--- Listed records Enclosed Below ---
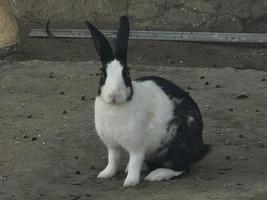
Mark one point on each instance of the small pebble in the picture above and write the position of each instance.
(225, 168)
(242, 158)
(227, 142)
(83, 97)
(92, 167)
(75, 196)
(242, 96)
(227, 157)
(240, 136)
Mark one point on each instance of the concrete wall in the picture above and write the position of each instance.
(185, 15)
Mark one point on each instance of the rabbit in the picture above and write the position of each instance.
(152, 119)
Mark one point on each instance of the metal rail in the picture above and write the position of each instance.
(160, 35)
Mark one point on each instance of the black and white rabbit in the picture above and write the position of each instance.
(151, 118)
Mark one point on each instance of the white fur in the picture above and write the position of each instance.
(114, 90)
(161, 174)
(138, 126)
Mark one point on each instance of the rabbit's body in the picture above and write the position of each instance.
(138, 124)
(151, 118)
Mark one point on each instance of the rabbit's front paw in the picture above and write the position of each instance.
(106, 173)
(130, 182)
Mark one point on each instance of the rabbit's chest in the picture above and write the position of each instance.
(117, 124)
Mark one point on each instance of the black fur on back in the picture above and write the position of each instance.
(187, 146)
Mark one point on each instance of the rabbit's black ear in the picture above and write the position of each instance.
(101, 44)
(122, 41)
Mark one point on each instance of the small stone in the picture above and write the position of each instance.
(92, 167)
(240, 136)
(75, 196)
(227, 157)
(242, 96)
(225, 168)
(227, 142)
(166, 183)
(83, 97)
(242, 158)
(51, 75)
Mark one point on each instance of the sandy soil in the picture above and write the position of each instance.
(49, 148)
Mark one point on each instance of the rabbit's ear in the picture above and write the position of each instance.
(101, 44)
(122, 41)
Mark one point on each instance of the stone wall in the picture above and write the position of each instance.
(180, 15)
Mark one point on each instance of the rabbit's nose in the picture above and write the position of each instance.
(114, 95)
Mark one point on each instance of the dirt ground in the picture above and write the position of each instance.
(49, 148)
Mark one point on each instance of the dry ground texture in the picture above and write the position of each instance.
(49, 148)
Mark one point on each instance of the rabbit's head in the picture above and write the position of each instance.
(115, 82)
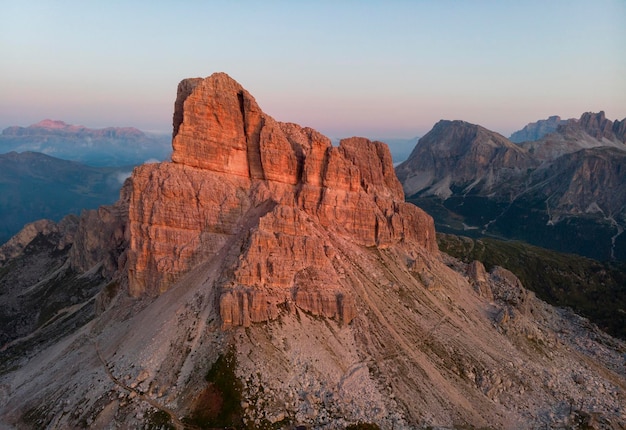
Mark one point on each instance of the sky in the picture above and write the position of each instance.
(367, 68)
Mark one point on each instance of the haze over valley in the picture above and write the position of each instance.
(327, 215)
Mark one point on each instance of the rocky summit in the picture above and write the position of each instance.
(564, 190)
(265, 278)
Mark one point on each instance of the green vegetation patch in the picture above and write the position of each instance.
(593, 289)
(219, 404)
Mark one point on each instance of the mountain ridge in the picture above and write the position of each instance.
(302, 277)
(564, 192)
(105, 147)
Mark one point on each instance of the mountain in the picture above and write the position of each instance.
(564, 191)
(595, 125)
(590, 131)
(35, 186)
(96, 147)
(265, 278)
(463, 156)
(536, 130)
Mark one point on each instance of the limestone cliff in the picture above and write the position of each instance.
(276, 190)
(364, 320)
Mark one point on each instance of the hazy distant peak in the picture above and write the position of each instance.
(536, 130)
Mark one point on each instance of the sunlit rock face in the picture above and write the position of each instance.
(263, 197)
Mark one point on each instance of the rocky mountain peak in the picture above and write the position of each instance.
(536, 130)
(599, 127)
(278, 193)
(458, 153)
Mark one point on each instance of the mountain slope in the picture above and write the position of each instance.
(564, 193)
(461, 156)
(266, 279)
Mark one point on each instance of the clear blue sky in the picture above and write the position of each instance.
(370, 68)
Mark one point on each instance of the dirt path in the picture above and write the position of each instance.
(175, 421)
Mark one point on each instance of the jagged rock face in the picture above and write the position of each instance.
(272, 190)
(457, 153)
(102, 238)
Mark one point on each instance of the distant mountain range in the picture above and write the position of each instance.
(34, 186)
(564, 188)
(112, 146)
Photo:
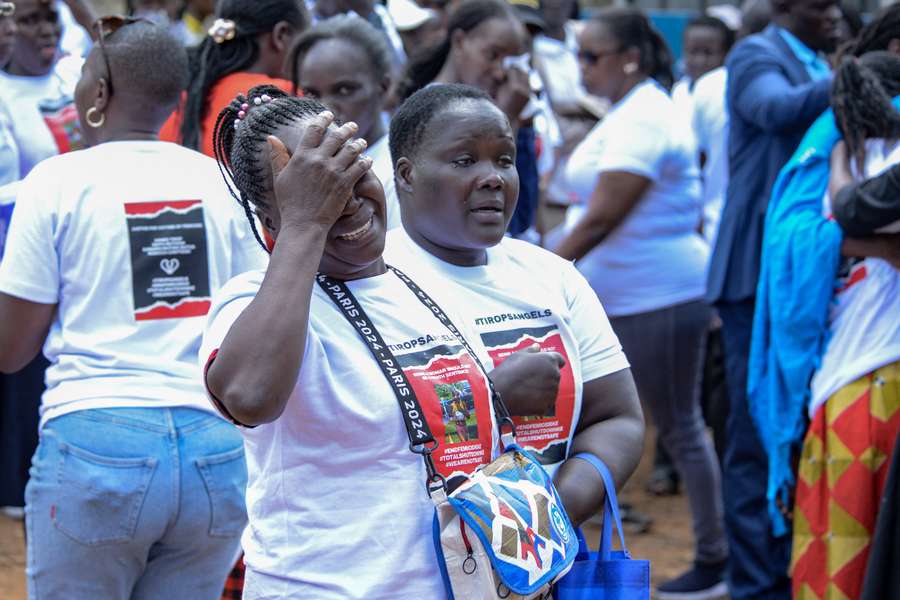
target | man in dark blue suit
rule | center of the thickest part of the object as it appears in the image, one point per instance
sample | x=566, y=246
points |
x=778, y=84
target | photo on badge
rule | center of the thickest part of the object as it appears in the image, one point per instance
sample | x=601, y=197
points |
x=457, y=411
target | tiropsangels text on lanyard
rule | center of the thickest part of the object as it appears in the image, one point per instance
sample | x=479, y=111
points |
x=502, y=532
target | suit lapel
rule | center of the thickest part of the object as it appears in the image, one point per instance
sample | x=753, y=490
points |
x=796, y=71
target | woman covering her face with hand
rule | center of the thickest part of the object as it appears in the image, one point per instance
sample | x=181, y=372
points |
x=345, y=63
x=335, y=498
x=454, y=155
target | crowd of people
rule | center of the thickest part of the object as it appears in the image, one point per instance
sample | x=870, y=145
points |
x=234, y=234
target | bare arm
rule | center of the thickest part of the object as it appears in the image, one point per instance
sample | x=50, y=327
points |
x=611, y=428
x=259, y=360
x=528, y=381
x=23, y=328
x=616, y=195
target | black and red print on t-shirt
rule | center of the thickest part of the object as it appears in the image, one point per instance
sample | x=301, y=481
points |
x=169, y=264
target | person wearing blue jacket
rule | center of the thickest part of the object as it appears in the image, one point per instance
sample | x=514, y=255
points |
x=778, y=85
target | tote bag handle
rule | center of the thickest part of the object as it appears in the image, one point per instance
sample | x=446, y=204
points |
x=610, y=507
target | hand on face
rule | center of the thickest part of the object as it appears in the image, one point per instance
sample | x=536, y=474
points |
x=314, y=186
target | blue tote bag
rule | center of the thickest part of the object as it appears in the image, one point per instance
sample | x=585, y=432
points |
x=607, y=574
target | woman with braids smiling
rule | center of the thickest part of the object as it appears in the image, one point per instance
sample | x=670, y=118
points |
x=332, y=478
x=246, y=47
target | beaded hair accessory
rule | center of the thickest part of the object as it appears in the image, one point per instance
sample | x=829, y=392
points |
x=223, y=30
x=246, y=106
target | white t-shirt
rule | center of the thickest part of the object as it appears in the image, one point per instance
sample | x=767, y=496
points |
x=864, y=318
x=8, y=194
x=383, y=167
x=558, y=63
x=45, y=120
x=76, y=41
x=525, y=295
x=130, y=240
x=9, y=149
x=710, y=123
x=655, y=258
x=336, y=500
x=682, y=96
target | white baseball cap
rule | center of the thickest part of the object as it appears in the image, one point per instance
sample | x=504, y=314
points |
x=407, y=15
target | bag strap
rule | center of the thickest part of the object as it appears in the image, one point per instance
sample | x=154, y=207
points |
x=610, y=507
x=503, y=417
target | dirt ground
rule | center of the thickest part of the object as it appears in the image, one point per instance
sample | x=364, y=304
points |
x=668, y=545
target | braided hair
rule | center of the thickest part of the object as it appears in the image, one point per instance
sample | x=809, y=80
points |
x=632, y=28
x=211, y=61
x=861, y=97
x=427, y=65
x=877, y=34
x=239, y=141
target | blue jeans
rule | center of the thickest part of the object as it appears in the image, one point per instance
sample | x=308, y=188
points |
x=758, y=566
x=135, y=503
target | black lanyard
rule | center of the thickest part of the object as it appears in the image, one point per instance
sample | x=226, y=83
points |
x=421, y=440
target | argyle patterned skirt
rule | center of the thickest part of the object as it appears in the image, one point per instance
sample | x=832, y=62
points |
x=842, y=472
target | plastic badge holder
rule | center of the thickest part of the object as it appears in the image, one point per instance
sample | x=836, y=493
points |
x=514, y=510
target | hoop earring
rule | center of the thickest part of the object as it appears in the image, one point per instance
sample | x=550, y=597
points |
x=88, y=117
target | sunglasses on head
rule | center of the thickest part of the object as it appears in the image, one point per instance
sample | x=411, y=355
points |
x=592, y=58
x=105, y=27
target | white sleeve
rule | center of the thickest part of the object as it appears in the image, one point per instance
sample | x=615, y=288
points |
x=219, y=320
x=247, y=254
x=638, y=147
x=598, y=346
x=30, y=266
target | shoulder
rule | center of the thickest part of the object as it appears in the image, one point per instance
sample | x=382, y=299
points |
x=711, y=84
x=245, y=285
x=764, y=47
x=530, y=257
x=648, y=105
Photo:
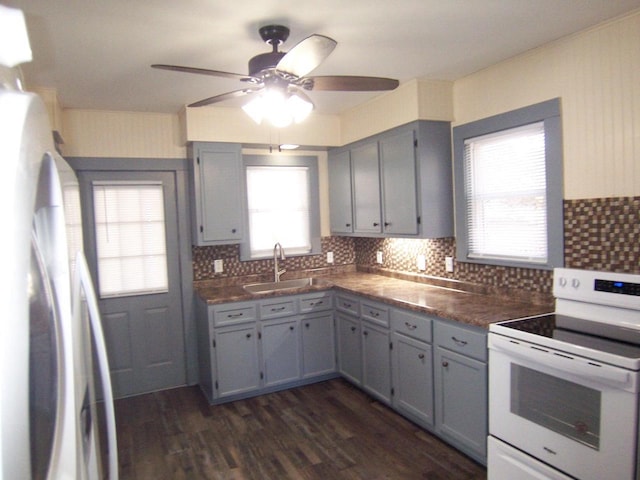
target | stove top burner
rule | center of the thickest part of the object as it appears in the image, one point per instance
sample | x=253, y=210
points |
x=593, y=335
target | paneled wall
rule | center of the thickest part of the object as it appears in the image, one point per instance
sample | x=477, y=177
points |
x=596, y=73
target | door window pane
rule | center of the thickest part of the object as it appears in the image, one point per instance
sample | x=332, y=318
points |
x=564, y=407
x=130, y=238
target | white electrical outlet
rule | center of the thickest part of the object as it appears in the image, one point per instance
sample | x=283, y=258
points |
x=448, y=264
x=218, y=266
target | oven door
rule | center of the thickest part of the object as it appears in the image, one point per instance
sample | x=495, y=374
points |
x=577, y=415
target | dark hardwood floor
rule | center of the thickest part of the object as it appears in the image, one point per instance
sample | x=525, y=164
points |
x=327, y=431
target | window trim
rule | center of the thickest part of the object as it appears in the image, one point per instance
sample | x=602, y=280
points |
x=308, y=161
x=549, y=113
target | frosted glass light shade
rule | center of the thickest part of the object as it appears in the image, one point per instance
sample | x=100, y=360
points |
x=278, y=108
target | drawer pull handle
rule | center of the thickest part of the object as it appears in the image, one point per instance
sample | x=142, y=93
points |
x=458, y=341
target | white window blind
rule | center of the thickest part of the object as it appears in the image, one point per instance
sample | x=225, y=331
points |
x=130, y=238
x=279, y=209
x=505, y=188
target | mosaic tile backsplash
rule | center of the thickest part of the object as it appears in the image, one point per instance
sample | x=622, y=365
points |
x=600, y=234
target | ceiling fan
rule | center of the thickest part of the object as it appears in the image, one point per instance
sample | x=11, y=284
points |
x=285, y=72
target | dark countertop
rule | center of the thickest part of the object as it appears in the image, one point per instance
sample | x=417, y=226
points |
x=466, y=307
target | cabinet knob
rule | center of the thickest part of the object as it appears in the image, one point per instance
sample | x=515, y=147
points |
x=458, y=341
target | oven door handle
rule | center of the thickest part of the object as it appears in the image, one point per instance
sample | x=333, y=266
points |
x=569, y=365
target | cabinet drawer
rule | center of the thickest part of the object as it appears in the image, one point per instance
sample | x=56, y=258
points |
x=376, y=313
x=232, y=313
x=277, y=307
x=461, y=339
x=348, y=304
x=411, y=324
x=315, y=302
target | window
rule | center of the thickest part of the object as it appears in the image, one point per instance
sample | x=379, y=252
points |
x=509, y=188
x=130, y=238
x=282, y=205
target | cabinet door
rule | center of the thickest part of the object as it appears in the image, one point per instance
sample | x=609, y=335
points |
x=318, y=345
x=340, y=202
x=349, y=348
x=461, y=400
x=413, y=377
x=281, y=352
x=376, y=361
x=398, y=173
x=366, y=188
x=236, y=351
x=217, y=177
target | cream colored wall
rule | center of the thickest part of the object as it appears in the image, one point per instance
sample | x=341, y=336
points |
x=413, y=100
x=93, y=133
x=596, y=73
x=225, y=124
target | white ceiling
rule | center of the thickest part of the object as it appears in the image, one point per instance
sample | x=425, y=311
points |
x=97, y=53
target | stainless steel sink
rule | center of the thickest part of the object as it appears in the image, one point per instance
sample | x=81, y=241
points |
x=268, y=287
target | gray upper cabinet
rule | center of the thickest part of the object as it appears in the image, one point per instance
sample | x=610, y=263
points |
x=398, y=173
x=366, y=188
x=340, y=204
x=395, y=184
x=216, y=194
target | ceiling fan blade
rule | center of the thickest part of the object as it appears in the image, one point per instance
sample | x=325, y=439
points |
x=306, y=55
x=205, y=71
x=346, y=83
x=224, y=96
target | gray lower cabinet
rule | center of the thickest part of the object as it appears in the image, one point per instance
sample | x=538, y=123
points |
x=236, y=359
x=349, y=347
x=412, y=361
x=376, y=361
x=318, y=342
x=460, y=367
x=254, y=347
x=281, y=351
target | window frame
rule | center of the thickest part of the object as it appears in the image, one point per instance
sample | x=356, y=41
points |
x=308, y=161
x=549, y=113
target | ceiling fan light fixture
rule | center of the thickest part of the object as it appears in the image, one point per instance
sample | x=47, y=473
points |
x=278, y=107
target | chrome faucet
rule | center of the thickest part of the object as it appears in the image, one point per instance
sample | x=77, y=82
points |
x=277, y=272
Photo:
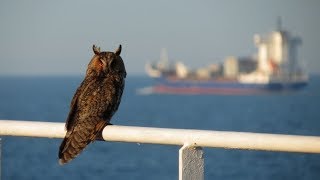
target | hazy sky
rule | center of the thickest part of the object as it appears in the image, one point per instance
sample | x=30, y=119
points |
x=56, y=37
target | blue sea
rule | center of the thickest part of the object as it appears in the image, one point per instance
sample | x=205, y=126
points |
x=48, y=99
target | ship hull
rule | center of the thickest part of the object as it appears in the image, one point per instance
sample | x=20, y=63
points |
x=165, y=86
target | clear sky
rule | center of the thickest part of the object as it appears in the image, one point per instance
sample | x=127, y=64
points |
x=55, y=37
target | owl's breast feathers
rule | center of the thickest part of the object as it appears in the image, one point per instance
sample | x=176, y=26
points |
x=98, y=97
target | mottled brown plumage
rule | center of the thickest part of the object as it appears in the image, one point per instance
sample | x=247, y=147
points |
x=94, y=103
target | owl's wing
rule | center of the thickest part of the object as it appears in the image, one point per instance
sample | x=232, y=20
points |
x=74, y=103
x=73, y=109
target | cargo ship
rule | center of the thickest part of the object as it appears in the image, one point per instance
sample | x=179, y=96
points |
x=274, y=68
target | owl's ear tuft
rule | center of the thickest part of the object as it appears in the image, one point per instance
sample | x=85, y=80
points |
x=118, y=51
x=96, y=49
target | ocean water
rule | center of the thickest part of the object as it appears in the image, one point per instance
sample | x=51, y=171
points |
x=48, y=98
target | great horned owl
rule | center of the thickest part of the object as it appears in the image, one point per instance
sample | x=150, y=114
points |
x=94, y=103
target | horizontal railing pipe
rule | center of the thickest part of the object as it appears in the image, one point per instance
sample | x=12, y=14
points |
x=203, y=138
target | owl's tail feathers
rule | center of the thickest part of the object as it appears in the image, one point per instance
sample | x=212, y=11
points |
x=75, y=141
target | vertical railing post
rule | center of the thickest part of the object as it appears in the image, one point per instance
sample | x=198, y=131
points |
x=191, y=163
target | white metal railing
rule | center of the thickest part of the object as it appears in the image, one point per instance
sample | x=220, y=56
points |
x=191, y=140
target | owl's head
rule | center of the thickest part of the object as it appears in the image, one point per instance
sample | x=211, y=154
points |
x=104, y=63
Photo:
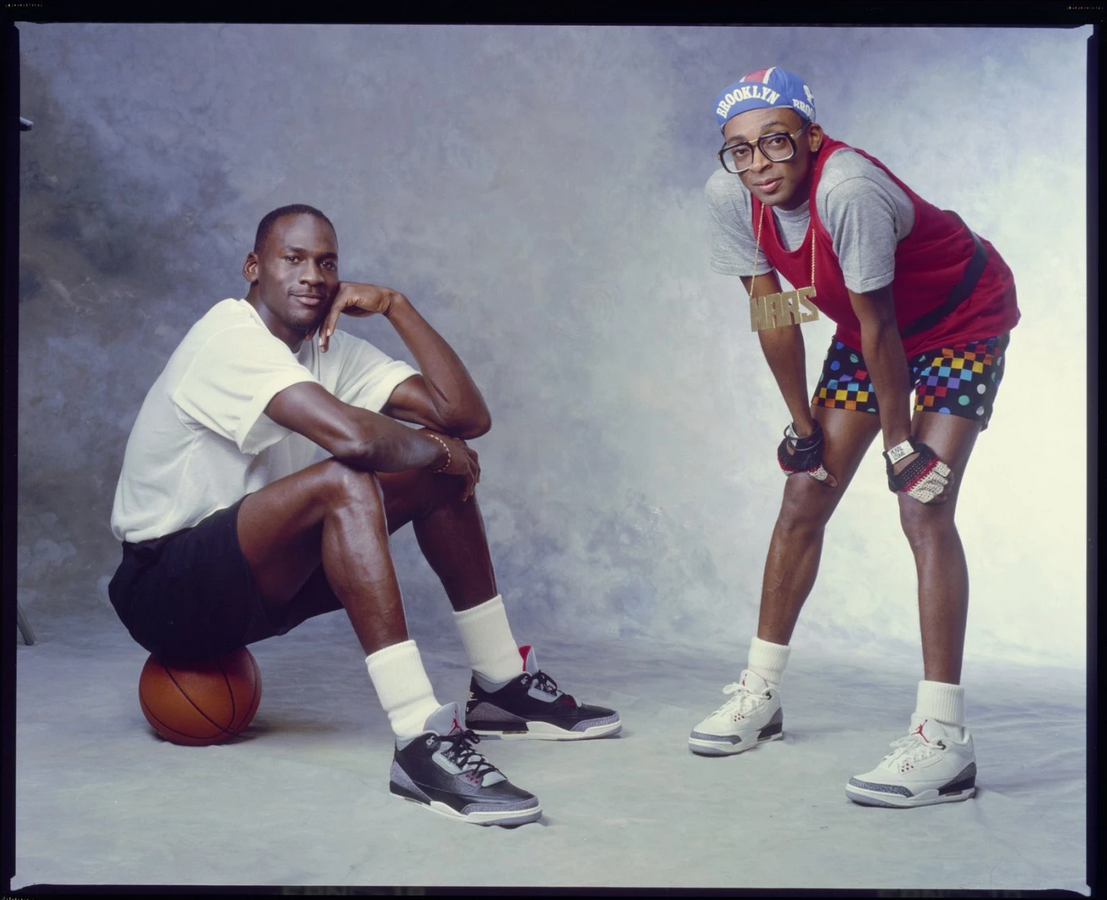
--- End of Enclosed Listed records ---
Filter the entries down to the lines that hold "window". Copy those lines.

target | door window pane
target | window trim
target | white window blind
target | window
target | window frame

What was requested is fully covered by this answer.